--- Text ---
━━━━━━━━━━━━━━━━━━━━━━━━━━━━━━

Dungeness crab is Oregon’s leading commercial seafood product, bringing in an estimated $75 million in 2018, yet little is known about how far crabs will venture in search of food.
Marine ecologist Sarah Henkel is hoping to change that. Last year, she and a colleague from the National Oceanic and Atmospheric Administration glued acoustic tags onto several legal-sized Dungeness crabs near the mouth of the Columbia River and off Cape Falcon, then deployed acoustic receivers north and south of the two locations to learn more about their movements.
Their goal was to learn how frequently and how far crabs move in sandy versus rocky habitat – data that will help inform decision-making on potential impacts of wave energy testing and marine reserves.
What they found out about the crabs surprised them. What they discovered about great white sharks in Oregon waters from listening for the signals emitted from the crab tags intrigued them even more.
First, about the crabs. The researchers deployed 10 tagged crabs in sandy habitat near the Columbia and they all fled the region within a week, taking with them the tags that cost $300 apiece. Crabbers usually target sandy areas for deploying pots because they are less likely to get tangled on the seafloor.
“It’s interesting because I’ve done a lot of sampling of benthic habitat and there just isn’t a lot of food down there,” said Henkel, who works out of OSU’s Hatfield Marine Science Center in Newport. “There’s usually only very small worms and clams, yet there’s an enormous crab harvest each year and most of that is from sandy-bottomed regions.”

━━━━━━━━━━━━━━━━━━━━━━━━━━━━━━

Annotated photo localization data
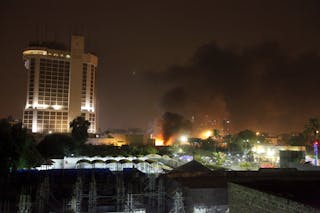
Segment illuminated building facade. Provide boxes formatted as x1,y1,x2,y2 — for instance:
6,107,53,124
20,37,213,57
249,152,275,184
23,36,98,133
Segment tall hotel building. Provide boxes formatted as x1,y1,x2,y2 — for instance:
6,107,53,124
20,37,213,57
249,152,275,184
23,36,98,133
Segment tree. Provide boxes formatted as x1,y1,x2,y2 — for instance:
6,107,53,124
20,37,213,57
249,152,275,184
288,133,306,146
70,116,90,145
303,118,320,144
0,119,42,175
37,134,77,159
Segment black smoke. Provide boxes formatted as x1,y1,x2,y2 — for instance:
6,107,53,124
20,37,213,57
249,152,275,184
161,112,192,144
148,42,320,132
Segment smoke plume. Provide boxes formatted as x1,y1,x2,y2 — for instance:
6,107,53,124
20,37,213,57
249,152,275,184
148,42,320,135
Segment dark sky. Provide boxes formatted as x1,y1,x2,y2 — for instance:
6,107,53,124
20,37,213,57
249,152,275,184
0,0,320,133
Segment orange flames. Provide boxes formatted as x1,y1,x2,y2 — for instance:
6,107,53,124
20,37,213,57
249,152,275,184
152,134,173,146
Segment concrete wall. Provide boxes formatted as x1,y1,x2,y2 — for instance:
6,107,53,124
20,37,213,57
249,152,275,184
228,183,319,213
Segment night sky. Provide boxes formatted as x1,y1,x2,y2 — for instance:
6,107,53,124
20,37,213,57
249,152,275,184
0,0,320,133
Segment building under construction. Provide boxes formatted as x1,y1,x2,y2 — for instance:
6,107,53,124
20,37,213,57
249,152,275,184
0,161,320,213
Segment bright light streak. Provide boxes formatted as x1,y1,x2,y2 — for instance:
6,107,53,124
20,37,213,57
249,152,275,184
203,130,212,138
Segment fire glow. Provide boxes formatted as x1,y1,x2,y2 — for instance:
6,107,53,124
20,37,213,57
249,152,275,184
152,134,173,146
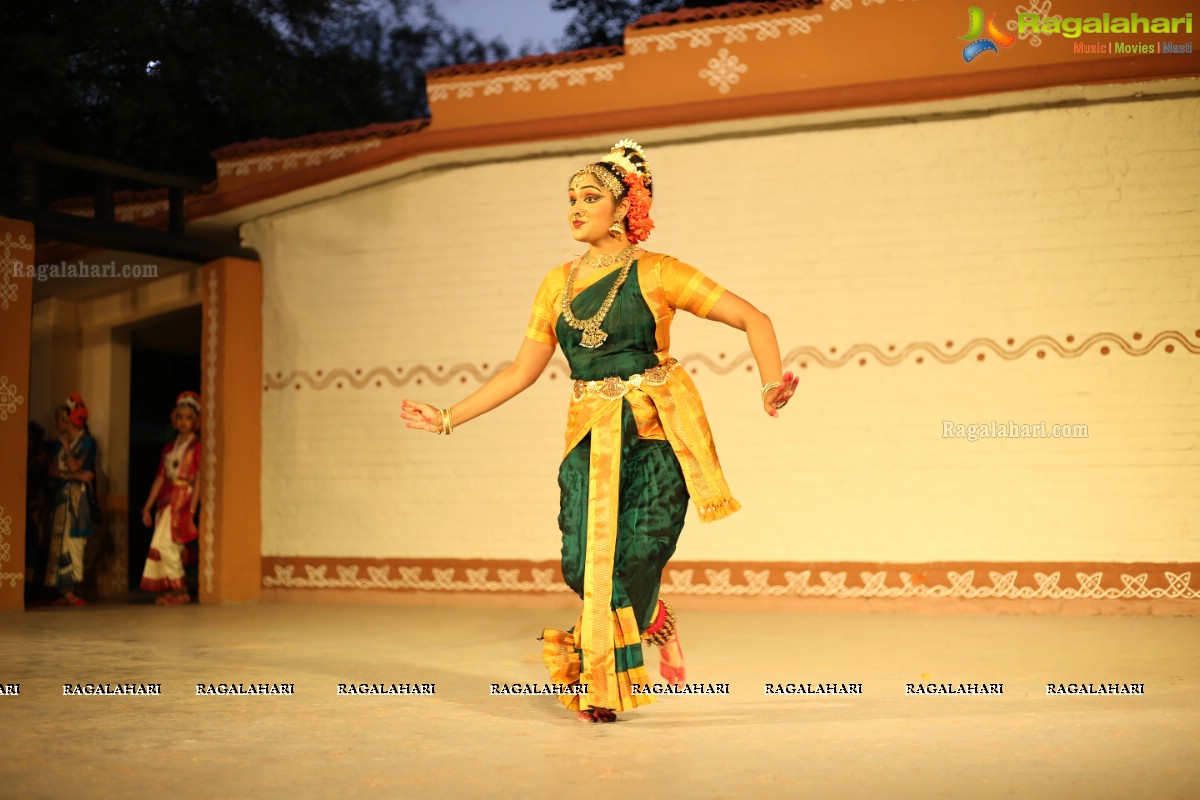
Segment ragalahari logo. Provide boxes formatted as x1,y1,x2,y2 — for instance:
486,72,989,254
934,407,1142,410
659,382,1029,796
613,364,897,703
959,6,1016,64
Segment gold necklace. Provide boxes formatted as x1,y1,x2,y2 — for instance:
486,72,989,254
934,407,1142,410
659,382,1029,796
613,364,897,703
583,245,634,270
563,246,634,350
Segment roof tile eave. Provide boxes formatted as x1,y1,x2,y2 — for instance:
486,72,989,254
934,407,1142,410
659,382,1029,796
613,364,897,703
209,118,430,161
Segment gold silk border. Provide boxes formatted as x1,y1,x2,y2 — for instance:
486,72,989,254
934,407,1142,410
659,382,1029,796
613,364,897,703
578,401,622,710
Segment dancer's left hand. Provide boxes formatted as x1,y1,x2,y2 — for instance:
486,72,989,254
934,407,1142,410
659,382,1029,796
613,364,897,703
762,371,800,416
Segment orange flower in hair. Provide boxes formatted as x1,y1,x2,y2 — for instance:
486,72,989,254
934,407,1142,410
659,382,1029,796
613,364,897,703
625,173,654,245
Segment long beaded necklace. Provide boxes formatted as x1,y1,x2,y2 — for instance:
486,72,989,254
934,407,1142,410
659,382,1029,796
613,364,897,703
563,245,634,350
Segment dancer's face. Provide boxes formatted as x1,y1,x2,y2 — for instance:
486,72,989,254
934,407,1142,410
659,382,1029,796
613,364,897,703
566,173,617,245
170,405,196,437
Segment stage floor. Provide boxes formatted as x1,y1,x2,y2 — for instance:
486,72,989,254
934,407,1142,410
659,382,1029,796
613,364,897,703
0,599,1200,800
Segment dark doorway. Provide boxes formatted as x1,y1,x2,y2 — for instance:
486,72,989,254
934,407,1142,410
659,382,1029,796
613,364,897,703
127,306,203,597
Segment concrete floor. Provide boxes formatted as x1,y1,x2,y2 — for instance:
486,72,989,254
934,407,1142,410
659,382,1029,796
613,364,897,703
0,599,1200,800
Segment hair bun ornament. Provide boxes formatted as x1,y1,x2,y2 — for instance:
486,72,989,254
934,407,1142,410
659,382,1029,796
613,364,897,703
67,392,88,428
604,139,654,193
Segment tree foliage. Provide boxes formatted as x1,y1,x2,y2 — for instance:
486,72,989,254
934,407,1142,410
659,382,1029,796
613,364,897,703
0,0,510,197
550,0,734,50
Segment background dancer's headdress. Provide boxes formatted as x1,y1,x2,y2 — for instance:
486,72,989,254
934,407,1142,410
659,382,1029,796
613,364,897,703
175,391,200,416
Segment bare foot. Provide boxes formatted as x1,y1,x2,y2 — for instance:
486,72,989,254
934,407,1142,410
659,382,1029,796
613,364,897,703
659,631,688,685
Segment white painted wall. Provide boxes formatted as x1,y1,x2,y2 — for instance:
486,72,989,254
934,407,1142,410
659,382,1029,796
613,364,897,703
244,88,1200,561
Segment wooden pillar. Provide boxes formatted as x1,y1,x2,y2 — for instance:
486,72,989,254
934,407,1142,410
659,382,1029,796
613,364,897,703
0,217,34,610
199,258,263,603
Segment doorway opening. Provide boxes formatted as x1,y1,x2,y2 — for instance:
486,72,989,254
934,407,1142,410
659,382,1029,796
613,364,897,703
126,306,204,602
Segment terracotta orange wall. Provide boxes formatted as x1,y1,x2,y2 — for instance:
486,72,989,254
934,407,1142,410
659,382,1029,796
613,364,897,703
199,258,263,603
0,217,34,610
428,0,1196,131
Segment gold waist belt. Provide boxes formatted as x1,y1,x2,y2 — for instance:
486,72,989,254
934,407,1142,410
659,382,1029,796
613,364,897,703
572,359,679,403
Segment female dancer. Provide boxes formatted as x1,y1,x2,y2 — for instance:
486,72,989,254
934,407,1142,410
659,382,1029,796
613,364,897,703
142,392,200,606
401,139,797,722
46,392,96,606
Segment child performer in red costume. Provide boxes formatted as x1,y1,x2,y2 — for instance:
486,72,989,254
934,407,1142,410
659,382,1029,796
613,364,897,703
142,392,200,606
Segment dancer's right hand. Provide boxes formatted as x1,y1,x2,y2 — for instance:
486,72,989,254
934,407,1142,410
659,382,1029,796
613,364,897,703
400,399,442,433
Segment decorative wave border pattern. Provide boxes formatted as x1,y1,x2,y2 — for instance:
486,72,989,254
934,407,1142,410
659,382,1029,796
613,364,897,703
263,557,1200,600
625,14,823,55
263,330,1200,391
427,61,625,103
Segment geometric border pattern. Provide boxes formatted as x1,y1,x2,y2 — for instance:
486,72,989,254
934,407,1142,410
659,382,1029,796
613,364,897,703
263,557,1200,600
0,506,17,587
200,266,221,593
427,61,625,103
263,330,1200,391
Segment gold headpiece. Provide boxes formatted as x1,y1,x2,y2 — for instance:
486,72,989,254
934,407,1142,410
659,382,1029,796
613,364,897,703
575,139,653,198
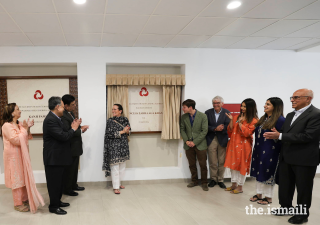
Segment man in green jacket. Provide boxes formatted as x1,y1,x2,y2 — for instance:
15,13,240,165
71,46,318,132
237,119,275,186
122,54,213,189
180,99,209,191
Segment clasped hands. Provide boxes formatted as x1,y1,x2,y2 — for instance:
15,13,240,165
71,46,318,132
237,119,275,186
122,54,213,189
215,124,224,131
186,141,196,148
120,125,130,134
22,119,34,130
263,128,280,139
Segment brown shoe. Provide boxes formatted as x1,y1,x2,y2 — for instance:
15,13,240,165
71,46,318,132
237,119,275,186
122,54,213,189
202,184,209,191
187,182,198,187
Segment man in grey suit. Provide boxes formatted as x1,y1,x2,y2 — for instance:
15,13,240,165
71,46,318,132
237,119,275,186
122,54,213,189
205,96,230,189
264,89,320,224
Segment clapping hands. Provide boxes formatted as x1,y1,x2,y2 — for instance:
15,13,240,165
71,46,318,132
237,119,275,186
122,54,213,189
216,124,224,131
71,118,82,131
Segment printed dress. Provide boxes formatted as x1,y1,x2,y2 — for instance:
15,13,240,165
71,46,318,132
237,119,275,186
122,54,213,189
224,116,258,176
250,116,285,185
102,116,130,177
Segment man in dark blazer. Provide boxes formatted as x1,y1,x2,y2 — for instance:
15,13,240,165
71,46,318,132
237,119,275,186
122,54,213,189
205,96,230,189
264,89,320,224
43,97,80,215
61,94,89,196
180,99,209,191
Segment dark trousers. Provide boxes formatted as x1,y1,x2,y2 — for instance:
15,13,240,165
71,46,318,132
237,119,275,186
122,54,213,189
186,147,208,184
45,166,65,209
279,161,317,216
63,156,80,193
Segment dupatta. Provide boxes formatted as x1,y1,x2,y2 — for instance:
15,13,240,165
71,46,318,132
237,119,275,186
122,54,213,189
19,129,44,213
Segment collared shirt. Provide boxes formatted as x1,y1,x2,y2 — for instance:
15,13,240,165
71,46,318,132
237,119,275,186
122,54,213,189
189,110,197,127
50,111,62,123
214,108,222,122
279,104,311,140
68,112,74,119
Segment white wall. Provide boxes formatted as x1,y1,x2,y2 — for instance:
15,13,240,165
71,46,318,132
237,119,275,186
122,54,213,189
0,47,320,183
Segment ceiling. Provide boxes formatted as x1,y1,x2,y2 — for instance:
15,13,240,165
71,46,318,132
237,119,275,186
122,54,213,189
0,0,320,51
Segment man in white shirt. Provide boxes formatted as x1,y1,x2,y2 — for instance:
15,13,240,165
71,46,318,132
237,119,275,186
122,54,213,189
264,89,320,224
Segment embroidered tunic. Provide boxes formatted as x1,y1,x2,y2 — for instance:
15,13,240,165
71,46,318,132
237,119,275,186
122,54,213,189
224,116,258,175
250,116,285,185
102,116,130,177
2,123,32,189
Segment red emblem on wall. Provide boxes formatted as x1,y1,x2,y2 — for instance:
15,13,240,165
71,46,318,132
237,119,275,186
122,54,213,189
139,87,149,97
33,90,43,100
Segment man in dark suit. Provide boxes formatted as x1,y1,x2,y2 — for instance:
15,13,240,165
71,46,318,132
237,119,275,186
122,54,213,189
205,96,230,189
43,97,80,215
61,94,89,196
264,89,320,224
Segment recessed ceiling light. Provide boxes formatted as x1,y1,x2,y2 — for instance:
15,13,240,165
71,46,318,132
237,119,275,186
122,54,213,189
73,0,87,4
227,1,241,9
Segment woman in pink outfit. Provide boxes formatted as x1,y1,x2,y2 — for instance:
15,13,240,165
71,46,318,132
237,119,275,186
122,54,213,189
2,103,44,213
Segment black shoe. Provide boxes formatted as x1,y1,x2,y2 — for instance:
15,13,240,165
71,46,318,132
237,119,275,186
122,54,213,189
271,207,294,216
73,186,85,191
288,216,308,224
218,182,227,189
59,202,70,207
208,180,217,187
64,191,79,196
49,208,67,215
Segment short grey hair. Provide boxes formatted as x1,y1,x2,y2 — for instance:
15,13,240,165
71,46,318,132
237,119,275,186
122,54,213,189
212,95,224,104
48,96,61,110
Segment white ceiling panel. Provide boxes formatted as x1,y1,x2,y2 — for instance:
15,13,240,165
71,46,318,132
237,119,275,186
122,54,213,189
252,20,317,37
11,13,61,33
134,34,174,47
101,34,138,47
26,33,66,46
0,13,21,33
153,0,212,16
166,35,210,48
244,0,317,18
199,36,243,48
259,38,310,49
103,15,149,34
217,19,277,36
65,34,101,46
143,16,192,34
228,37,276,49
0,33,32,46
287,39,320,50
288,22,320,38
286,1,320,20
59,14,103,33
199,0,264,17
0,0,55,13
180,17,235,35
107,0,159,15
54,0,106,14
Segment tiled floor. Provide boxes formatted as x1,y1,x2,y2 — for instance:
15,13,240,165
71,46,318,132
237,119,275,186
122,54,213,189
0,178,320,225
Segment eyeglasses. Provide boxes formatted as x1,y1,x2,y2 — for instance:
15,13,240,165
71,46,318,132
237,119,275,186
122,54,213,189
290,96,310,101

━━━━━━━━━━━━━━━━━━━━━━━━━━━━━━

--- Activities ---
1: According to the crab article, how much did Dungeness crab bring in for Oregon in 2018?
2: From the crab article, extract the passage starting at "What they found" and ending at "them even more.".
3: Condense the paragraph of the crab article that begins "First, about the crabs" into a shorter version that keeps its main facts.

--- Exercise results ---
1: An estimated $75 million.

2:
What they found out about the crabs surprised them. What they discovered about great white sharks in Oregon waters from listening for the signals emitted from the crab tags intrigued them even more.

3: All 10 tagged crabs released in sandy habitat near the Columbia left within a week, taking their $300 tags with them. Crabbers usually set pots in sandy areas, where the pots are less likely to get tangled on the seafloor.